>> Start Supplied text

He points to Spencer whose emotional journey on the show begins and concludes in Episode Two. Spencer is one of four contestants who must decide which shape to cut out from a cookie during the Dalgona round. As fans of “Squid Game” know, the umbrella is the most difficult shape to master. After being persuaded by three other competitors, Spencer begrudgingly accepts the umbrella, meaning he and everyone who is in his line must carve out the intricate shape. 

Spencer panics during the round and nearly vomits multiple times before failing to complete the task. He is eliminated early, but Lambert says producers felt they needed to feature him in the final edit because he was “three-dimensional.” 

“Then the baton would be passed to somebody else,” Lambert says.

“Squid Game: The Challenge” doesn’t solely rely on the interviews for character development. The series also introduces new twists and games that deviate from the show’s plot. 

When the contestants aren’t competing, they are still at risk of being eliminated. In the reality series, certain contestants can volunteer for special tasks or they are selected to perform the chore. They have to complete an activity to receive an advantage, like eliminating another contestant. “Squid Game: The Challenge” also added group votes and other unpredictable elements to help reduce the number of those participating.

“The thinking behind all of those tests was that in the scripted show, the script is obviously doing a lot of the work of appointing people off, or leading you through those moments of choices about trust, betrayal and moral choices. And if we just did the big games, we wouldn’t necessarily get those dynamics,” Hay explains.  So, the team created “tests of character” to reveal more about the contestants’ varying strategies and loyalties.

>> End Supplied text
>> Start Records

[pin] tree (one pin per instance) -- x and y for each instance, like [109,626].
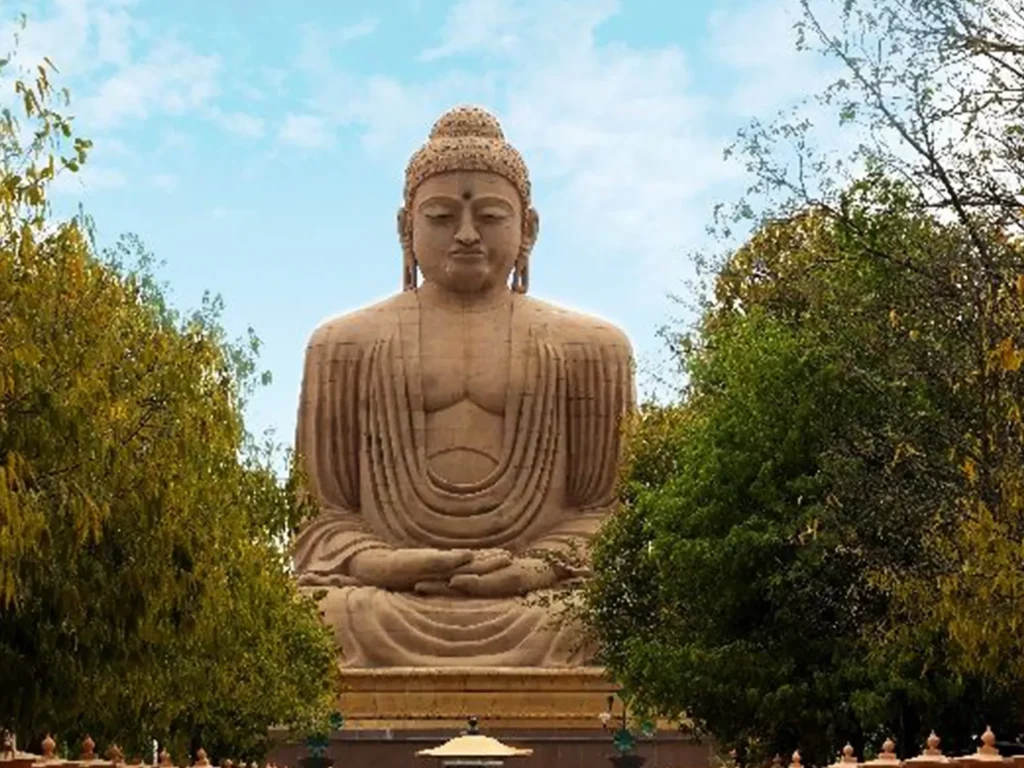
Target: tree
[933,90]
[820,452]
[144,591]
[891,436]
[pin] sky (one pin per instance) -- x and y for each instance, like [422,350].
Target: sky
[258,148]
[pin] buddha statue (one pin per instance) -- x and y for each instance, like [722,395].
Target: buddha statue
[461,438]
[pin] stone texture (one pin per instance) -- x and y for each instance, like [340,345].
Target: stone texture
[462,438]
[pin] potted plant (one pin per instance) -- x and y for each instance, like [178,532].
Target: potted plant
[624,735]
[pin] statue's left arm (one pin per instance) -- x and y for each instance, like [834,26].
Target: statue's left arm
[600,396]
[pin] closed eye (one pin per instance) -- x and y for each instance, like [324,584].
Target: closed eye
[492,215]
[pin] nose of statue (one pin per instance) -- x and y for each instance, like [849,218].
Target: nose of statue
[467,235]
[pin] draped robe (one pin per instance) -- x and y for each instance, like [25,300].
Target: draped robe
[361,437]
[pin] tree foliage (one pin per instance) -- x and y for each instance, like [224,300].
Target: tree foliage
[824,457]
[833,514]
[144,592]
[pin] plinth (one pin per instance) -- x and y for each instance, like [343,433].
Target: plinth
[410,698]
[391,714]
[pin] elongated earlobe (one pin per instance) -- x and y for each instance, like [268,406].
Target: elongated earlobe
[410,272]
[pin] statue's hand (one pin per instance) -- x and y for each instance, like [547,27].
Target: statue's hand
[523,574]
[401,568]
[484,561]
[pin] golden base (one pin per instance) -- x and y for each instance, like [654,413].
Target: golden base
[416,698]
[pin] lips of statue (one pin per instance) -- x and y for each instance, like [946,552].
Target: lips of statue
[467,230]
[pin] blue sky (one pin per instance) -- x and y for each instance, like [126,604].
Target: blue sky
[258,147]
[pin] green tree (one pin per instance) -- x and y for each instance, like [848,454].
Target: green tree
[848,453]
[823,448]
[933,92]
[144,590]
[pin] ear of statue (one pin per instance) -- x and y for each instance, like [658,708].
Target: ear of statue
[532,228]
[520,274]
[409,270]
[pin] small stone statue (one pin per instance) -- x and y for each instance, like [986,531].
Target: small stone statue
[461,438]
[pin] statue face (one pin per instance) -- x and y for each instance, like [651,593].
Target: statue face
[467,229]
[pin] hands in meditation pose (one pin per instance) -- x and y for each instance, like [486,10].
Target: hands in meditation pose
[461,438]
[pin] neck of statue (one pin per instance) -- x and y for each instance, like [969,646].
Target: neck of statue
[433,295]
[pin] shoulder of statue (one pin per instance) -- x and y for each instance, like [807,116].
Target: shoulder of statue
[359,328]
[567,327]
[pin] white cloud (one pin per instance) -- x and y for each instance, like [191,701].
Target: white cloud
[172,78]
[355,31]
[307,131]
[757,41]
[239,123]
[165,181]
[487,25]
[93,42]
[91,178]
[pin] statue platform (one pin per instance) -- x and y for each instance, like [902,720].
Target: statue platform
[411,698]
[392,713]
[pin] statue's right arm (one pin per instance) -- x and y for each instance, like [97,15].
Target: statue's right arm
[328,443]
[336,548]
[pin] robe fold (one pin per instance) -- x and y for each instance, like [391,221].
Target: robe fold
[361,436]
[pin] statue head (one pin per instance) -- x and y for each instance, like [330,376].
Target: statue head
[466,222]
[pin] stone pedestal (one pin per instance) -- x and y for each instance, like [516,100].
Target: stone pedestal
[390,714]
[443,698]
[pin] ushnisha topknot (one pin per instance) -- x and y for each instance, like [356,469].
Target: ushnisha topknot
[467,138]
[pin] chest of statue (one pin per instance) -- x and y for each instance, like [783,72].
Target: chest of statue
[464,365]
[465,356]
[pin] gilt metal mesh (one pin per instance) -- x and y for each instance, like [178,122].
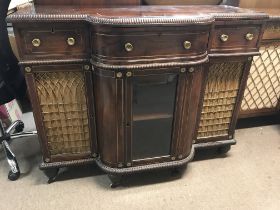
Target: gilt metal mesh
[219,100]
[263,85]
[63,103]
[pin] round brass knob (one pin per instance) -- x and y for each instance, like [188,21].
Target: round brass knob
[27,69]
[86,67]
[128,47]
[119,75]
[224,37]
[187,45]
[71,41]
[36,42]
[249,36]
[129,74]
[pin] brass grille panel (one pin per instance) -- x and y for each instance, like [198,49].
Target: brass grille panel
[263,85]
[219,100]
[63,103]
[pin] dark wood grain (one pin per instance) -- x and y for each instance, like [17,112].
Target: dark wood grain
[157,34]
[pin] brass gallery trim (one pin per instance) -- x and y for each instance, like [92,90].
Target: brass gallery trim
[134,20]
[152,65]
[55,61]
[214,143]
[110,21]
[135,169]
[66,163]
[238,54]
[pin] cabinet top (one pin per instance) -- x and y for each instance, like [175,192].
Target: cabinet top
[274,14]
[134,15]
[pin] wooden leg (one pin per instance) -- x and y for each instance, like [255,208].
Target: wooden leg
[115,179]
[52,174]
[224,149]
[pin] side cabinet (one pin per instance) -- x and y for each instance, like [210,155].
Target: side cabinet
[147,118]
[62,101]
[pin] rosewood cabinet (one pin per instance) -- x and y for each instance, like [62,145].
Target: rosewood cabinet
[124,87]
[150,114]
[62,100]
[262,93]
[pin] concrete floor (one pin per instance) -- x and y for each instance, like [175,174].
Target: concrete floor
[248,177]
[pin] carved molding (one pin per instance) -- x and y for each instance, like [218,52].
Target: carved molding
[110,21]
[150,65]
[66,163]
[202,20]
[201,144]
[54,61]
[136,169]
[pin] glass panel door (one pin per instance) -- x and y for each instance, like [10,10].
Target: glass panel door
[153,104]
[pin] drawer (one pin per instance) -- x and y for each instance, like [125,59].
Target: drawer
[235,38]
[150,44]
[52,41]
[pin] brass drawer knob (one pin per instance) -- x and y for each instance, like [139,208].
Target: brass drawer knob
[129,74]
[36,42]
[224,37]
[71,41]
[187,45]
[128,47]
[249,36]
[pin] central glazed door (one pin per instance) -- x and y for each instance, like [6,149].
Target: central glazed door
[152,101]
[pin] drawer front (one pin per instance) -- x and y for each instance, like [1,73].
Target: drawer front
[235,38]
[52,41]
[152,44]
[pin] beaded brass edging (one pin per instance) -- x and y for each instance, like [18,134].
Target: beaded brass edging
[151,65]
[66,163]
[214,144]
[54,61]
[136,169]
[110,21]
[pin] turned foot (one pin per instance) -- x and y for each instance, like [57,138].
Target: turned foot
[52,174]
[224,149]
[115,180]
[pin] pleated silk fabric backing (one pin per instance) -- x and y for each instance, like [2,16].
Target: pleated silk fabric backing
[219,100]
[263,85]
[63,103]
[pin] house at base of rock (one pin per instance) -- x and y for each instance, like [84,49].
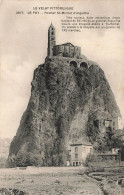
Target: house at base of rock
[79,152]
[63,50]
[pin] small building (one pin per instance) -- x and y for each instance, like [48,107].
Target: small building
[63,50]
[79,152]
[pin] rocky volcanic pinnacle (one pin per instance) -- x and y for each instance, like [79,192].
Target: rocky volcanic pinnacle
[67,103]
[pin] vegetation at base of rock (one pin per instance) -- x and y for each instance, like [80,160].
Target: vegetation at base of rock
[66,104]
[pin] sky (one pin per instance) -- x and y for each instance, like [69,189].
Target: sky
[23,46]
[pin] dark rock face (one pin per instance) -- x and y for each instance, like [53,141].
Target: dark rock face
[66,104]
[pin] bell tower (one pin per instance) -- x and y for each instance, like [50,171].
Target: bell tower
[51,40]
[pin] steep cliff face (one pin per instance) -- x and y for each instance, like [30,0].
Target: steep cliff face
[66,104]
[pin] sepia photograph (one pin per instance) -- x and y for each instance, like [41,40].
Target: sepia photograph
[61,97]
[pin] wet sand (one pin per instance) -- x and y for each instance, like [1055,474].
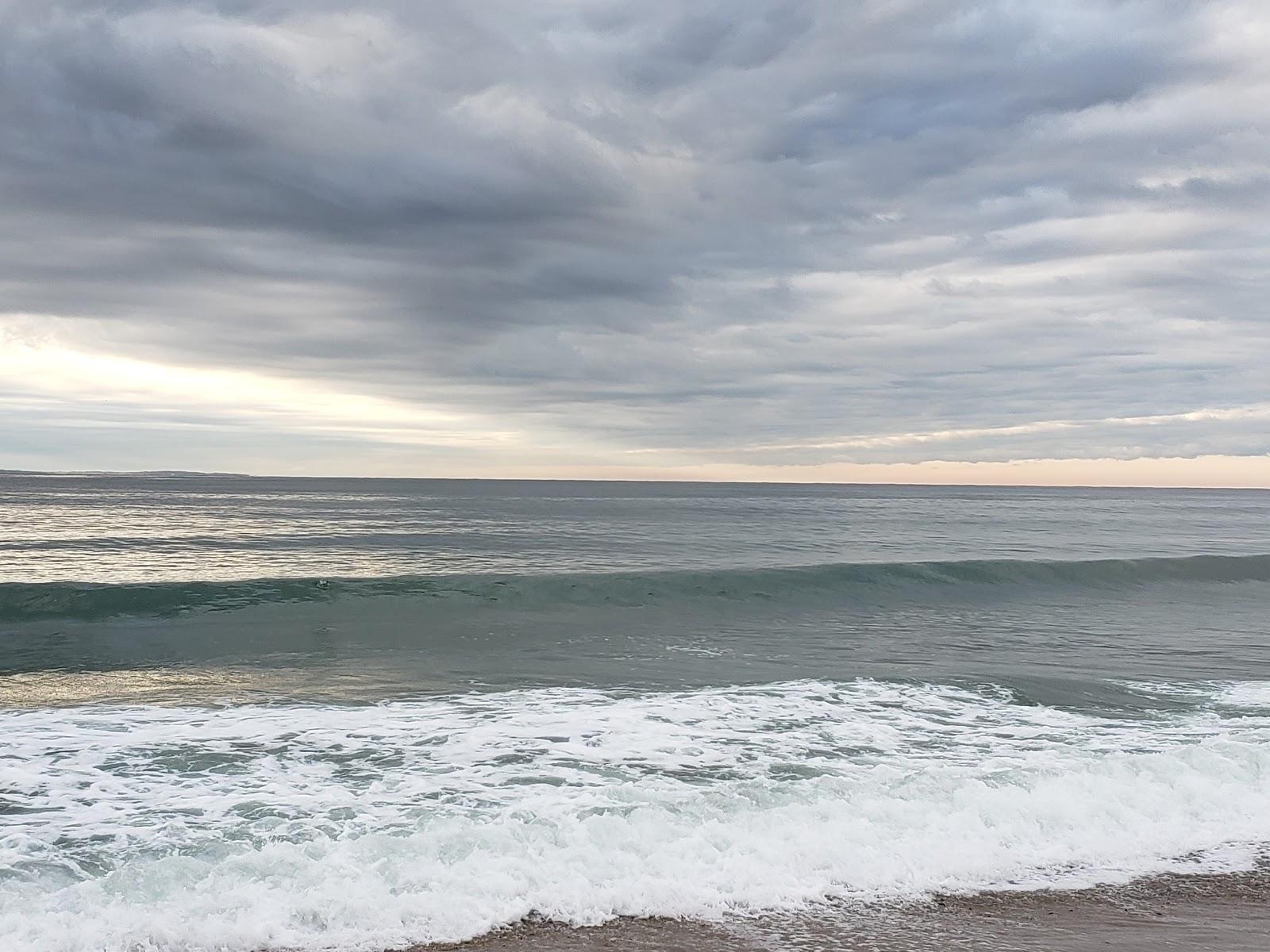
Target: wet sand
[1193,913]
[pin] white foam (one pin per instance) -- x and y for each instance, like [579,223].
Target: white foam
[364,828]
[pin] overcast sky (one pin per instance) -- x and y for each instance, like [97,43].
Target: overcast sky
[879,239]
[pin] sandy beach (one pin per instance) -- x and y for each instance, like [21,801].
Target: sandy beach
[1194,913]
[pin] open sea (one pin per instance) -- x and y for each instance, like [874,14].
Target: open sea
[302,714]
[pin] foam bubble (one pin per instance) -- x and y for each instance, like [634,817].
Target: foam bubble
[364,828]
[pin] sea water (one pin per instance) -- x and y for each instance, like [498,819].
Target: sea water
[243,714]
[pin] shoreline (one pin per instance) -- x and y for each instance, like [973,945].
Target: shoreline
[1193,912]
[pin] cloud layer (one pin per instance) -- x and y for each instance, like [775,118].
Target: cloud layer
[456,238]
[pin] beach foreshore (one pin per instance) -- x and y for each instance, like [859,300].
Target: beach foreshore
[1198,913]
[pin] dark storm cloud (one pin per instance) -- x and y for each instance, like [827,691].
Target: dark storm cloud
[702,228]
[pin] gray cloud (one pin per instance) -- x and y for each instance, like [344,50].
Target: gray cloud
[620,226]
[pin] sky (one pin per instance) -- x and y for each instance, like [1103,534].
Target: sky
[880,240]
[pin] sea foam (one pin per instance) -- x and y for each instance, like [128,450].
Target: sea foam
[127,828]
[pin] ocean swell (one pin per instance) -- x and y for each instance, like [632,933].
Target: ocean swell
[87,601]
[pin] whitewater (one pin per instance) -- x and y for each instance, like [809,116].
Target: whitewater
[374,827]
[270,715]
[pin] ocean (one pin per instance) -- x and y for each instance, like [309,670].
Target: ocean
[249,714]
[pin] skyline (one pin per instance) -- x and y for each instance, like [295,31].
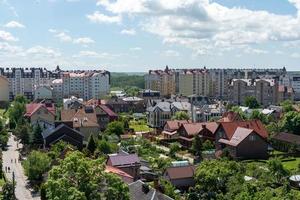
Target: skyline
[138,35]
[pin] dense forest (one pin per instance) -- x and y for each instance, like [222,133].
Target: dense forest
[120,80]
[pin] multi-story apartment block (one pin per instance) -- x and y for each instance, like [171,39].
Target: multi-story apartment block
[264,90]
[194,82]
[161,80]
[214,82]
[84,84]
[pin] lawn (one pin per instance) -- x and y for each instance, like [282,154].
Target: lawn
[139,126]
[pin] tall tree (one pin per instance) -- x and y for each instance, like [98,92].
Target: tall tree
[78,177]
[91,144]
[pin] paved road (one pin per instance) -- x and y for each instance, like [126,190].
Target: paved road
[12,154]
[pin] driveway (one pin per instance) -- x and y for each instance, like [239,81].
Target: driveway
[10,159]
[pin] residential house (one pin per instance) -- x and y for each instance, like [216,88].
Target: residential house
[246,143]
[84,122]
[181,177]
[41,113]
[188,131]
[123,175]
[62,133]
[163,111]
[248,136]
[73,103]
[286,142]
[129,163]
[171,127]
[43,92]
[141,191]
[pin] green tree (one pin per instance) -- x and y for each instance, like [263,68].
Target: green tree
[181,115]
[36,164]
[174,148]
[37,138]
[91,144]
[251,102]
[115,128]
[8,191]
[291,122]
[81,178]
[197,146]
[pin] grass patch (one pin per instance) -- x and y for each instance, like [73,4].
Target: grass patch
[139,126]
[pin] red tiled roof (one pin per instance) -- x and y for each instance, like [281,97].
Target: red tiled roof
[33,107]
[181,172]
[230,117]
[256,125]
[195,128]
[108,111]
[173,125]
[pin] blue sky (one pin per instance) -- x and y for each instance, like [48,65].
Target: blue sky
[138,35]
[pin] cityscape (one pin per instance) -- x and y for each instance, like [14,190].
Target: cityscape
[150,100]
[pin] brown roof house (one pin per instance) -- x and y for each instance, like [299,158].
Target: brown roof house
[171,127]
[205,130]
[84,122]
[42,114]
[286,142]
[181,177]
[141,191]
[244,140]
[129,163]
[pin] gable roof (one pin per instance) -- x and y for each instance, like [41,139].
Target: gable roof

>> End Records

- [Jobs]:
1 – Output the passage of the article on "Squid Game: The Challenge" verbatim, beginning at the words "When the contestants" and stopping after the words "of those participating.".
2 – According to the article on "Squid Game: The Challenge", why did the production team create "tests of character" in addition to the main games? Answer in one to three sentences.
3 – Resume the article on "Squid Game: The Challenge", continuing from the point where it stops.

- [Exercise answers]:
1 –
When the contestants aren’t competing, they are still at risk of being eliminated. In the reality series, certain contestants can volunteer for special tasks or they are selected to perform the chore. They have to complete an activity to receive an advantage, like eliminating another contestant. “Squid Game: The Challenge” also added group votes and other unpredictable elements to help reduce the number of those participating.

2 – In the scripted show, the script does much of the work of eliminating people and guiding viewers through choices about trust, betrayal and morality. If the reality series had relied only on the big games, it would not necessarily have produced those dynamics. The team therefore created "tests of character" to reveal more about the contestants' varying strategies and loyalties.

3 –
In the first five episodes, the “tests of character” are doled out to certain contestants. Hays says the process was randomized. 

“Sometimes individuals were picked out, sometimes there were games for the whole dorm. Sometimes there were games that anyone could play, or tests anyone could take. And it was revealing and interesting who stepped forward and took them,” he says. 

In Episode Three, the contestants are surprised when they learn they must play “Warships”— similar to the board game “Battleships”— in the third round instead of the tug of war game from the original series. Lambert says he hopes the new challenge makes viewers nostalgic and captures a big theme of the original show: the importance of childhood games. 

“We wanted to (give) viewers the classic games of the drama, which everybody loved, but we also needed to come up with some surprises,” the exec says. The team chose Warships because they thought it would be “visually exciting” and force some players to “emerge as leaders to form alliances.” 

Lambert teases that the remaining episodes of Season One will also include more unexpected challenges and dorm games. The next group of episodes will arrive Nov. 29.